#### Requirements:
1. In the report on the Metro officer and firefighter arrests, what area did Najera patrol as a Metro officer?
2. Pick up the report on the Metro officer and firefighter arrests from where it stops, and carry it forward.

#### Passage:
:::

Report: Metro officer, Nevada firefighter arrested in illegal narcotics operation

Local News

LAS VEGAS (KLAS) — Metro Officer Jesus Najera and Nevada Division of Forestry firefighter Eduardo Garcia, his brother-in-law, were arrested in an illegal narcotics operation, according to a declaration of arrest report obtained by 8 News Now.

On February 5, 2020, Metro detectives met with a source of information that was provided by the Counter Terrorism Section that pointed to the trafficking of illegal narcotics to a Metro officer and firefighter. The source said they had a friend, Norberto, who dabbled in several businesses, including recycling, marijuana-related and a hemp farm in Pahrump. The source told detectives they believed these were a cover for illegal activities.

According to the arrest report, the source said their friend was spraying hemp with THC and then selling it as marijuana.

The source also told detectives they had met two individuals through the friend, who he believed were criminal associates. The associated were identified as Najera and Garcia.

The report says the source believed Garcia, also known as “Lalo”, was a a supervisor who takes crews to fight fires out of state. The source then told detectives that the second male, Najera, worked for Metro as a patrol officer, patrolling the area near The Stratosphere and “Naked City.”

:::

#### Listed records:
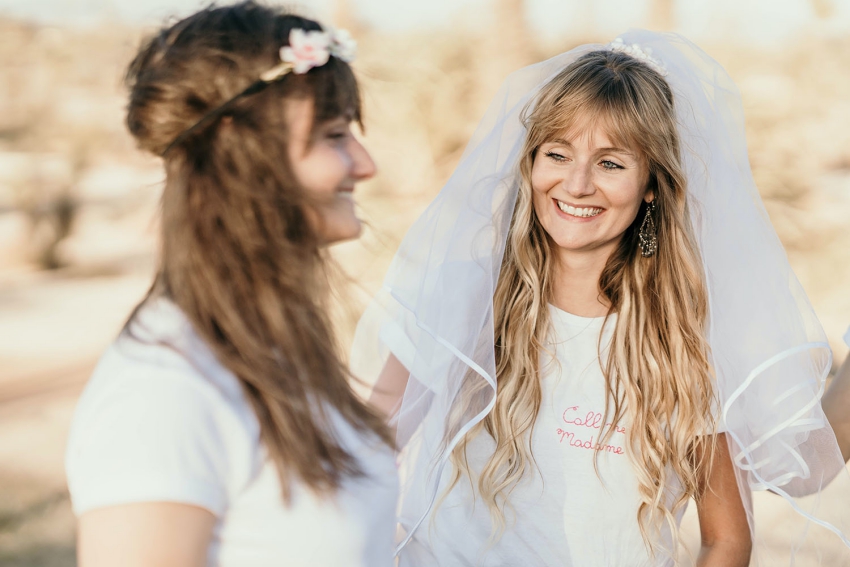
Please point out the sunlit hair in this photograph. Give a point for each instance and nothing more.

:::

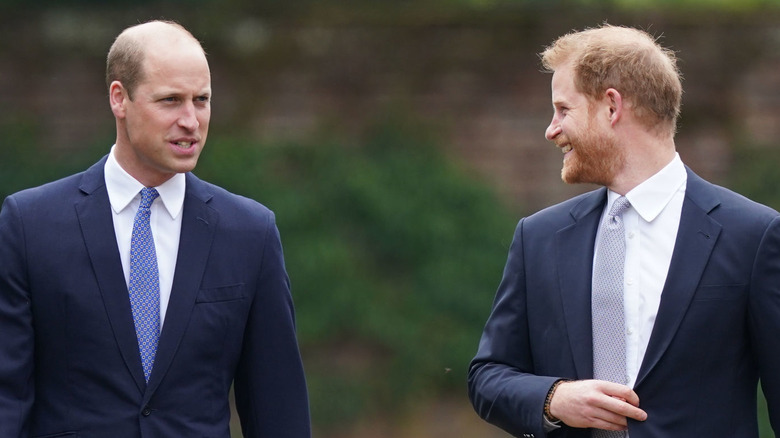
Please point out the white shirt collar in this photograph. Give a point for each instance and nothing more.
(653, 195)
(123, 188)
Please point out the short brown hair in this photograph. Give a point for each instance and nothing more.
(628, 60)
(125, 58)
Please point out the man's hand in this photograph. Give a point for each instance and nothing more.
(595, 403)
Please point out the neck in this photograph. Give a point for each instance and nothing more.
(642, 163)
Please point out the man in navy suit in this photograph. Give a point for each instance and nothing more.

:::

#### Answers for the tasks:
1. The area near The Stratosphere and "Naked City."

2.
Najera offered to sell the source marijuana and assured the source that he could obtain larger amounts. The report says Najera told the source to communicate with him via WhatsApp to avoid police detection. The source then noted to detectives that Norberto, Najera and Garcia all communicated their illegal activities with a third-party app.

Metro detectives were able to identify the three suspects through business record checks, DMV records checks and LVMPD information. Garcia was identified as a Conversation Crew Supervisor III with the forestry department.

According to the report, detectives also corroborated the source’s information through observations of the suspects’ known properties and vehicles.

During a meeting between the source and Najera, they discussed selling “stuff from friends” or hemp disguised as marijuana. Najera mentioned “we” are selling the hemp, indicating he was working with Lalo (Garcia) and the other suspect on the operation. He noted he wanted to start start a strip club and wanted a bigger cut of the profits because he worked harder, the report says. Najera complained about Norberto’s greed, suggesting an even profit from the illegal activities between the three.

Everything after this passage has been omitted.